_Problem_: Can you rewrite every line of the entries below in full, adding 69 to each bounding-box coordinate in the answers and leaving all other numbers, including those in the format sample, unchanged?
==========
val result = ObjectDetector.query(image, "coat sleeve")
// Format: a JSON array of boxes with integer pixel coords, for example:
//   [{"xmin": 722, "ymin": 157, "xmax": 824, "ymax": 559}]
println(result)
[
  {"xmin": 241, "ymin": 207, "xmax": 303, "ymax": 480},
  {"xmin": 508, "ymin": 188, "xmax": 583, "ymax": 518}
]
==========
_Answer to the exercise_:
val result = ObjectDetector.query(image, "coat sleeve")
// Format: a JSON array of boxes with integer pixel coords, for example:
//   [{"xmin": 722, "ymin": 157, "xmax": 824, "ymax": 559}]
println(result)
[
  {"xmin": 310, "ymin": 276, "xmax": 372, "ymax": 549},
  {"xmin": 577, "ymin": 257, "xmax": 652, "ymax": 587}
]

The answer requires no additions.